- Travail demandé -
A. Recopiez fidèlement le passage du texte sur l’agriculture en France, de « En 2016, la » à « et la Pologne. ».
B. En vous appuyant sur le texte sur l’agriculture en France, répondez aux questions suivantes :
(i) Quelle part de la production agricole européenne la France assure-t-elle en 2016 ?
(ii) Quelle proportion des emplois l’agriculture représente-t-elle désormais ?
(iii) De 1990 à 2015, la France est passée de quel rang à quel rang dans les exportations mondiales ?

- Texte extrait -
L’agriculture en France : une situation alarmante

 En 2016, la France est le premier producteur agricole en Europe (17 % de la production) et la balance commerciale des produits agricoles est excédentaire. Cependant, sa place dans l’économie, essentielle après-guerre (1/5e du PIB) est devenue marginale : 1,6 % de la valeur ajoutée aujourd’hui. L’emploi agricole a lui aussi fortement diminué : il représentait un tiers des emplois après-guerre et désormais 2,8 %. L’excédent commercial baisse (avec Europe, il est en 2017 proche de zéro) et les parts de marché s’érodent : de 1990 à 2015, la France est passé du 2e au 6e rang dans les exportations mondiales et, sur le marché européen, de 12,5 % des exportations en 2000 à 7,9 % aujourd’hui.  La France est aujourd’hui en concurrence avec des pays agricoles européens plus performants que sont l’Allemagne, l’Espagne, les Pays-Bas et la Pologne.

- Données brutes -

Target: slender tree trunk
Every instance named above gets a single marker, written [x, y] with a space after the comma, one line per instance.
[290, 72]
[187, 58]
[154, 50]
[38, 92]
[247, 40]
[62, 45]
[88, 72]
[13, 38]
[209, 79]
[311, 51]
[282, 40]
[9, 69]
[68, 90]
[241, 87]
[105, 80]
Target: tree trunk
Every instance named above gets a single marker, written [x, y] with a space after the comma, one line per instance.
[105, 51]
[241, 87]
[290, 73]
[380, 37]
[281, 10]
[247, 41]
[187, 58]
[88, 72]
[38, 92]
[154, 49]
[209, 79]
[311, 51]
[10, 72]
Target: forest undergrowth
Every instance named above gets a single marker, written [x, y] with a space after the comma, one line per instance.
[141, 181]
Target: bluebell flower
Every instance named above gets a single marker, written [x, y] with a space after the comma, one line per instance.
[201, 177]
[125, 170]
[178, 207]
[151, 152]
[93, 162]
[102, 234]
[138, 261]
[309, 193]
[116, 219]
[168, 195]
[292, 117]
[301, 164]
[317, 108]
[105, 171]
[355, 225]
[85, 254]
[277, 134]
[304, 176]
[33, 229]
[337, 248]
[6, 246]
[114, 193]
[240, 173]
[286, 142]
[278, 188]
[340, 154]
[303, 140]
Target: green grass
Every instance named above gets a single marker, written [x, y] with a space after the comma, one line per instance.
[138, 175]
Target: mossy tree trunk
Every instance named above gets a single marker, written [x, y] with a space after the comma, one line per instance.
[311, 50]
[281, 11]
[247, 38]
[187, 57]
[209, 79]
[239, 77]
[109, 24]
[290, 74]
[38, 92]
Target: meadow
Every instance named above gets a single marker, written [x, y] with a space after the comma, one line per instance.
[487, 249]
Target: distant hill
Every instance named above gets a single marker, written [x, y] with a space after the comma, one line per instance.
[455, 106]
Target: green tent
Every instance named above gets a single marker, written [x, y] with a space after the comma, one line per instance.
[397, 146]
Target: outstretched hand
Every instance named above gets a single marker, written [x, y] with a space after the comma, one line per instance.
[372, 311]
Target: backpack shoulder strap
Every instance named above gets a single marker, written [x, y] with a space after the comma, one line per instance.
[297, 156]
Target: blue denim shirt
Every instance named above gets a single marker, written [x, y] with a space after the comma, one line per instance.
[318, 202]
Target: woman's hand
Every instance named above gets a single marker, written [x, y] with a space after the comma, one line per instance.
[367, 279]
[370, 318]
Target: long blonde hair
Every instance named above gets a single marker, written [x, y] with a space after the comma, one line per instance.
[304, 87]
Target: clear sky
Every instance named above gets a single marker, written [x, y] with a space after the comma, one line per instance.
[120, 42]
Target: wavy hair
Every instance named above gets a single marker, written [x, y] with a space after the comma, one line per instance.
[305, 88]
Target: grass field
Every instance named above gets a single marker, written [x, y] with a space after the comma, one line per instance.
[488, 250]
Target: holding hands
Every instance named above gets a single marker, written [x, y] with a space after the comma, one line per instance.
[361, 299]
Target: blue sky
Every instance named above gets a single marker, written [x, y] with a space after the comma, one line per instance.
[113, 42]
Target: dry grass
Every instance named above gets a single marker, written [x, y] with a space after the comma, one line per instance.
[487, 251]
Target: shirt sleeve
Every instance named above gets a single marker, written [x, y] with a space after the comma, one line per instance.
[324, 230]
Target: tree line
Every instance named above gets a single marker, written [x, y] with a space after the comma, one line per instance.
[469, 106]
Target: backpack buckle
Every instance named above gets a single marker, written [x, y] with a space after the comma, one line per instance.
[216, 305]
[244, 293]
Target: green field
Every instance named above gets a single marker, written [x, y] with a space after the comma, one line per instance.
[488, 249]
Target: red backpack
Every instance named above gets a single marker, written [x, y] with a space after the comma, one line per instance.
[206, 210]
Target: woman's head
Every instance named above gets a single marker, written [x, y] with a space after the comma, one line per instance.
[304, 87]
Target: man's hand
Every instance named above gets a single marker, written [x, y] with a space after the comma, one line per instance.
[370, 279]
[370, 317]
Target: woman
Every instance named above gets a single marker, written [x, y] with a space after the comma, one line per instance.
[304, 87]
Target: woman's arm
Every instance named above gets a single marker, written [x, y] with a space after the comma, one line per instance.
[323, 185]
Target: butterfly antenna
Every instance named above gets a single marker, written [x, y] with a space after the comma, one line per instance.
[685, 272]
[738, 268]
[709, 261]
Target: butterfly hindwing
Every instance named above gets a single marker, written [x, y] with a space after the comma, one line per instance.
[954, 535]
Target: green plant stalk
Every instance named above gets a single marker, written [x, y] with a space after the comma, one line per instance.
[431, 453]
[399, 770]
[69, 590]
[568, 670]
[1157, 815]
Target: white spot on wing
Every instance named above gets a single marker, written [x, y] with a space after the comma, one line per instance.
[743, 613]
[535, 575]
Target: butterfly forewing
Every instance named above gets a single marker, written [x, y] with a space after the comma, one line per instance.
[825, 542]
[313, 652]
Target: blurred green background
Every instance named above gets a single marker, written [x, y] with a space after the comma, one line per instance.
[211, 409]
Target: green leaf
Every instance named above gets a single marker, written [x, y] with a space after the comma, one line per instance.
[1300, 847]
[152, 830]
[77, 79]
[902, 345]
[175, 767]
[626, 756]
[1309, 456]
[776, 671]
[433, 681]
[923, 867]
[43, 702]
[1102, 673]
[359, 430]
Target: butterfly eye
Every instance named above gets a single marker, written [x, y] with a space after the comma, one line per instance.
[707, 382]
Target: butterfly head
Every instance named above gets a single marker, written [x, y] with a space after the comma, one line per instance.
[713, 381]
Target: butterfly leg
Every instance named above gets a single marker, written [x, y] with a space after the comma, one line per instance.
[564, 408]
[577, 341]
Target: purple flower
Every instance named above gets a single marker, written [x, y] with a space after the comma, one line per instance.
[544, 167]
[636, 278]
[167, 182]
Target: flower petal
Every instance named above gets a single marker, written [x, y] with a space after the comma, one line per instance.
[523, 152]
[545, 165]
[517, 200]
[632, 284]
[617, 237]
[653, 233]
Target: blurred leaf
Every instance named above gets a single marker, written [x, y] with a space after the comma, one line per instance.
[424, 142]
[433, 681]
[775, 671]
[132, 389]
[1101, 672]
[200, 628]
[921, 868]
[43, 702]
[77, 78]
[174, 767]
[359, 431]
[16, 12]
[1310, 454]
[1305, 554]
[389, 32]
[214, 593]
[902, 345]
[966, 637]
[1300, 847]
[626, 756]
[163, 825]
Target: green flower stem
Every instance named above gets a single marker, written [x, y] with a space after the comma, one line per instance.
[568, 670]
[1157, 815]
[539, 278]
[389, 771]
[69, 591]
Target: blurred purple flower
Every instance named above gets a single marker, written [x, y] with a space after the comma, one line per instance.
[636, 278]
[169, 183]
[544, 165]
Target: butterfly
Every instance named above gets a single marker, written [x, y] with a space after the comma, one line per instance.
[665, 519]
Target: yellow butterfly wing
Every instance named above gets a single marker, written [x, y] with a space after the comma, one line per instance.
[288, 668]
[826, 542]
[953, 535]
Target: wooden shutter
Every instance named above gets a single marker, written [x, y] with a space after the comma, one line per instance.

- Corrigé -
A.
En 2016, la France est le premier producteur agricole en Europe (17 % de la production) et la balance commerciale des produits agricoles est excédentaire. Cependant, sa place dans l’économie, essentielle après-guerre (1/5e du PIB) est devenue marginale : 1,6 % de la valeur ajoutée aujourd’hui. L’emploi agricole a lui aussi fortement diminué : il représentait un tiers des emplois après-guerre et désormais 2,8 %. L’excédent commercial baisse (avec Europe, il est en 2017 proche de zéro) et les parts de marché s’érodent : de 1990 à 2015, la France est passé du 2e au 6e rang dans les exportations mondiales et, sur le marché européen, de 12,5 % des exportations en 2000 à 7,9 % aujourd’hui.  La France est aujourd’hui en concurrence avec des pays agricoles européens plus performants que sont l’Allemagne, l’Espagne, les Pays-Bas et la Pologne.

B.
(i) 17 % de la production.
(ii) 2,8 % des emplois.
(iii) Du 2e au 6e rang.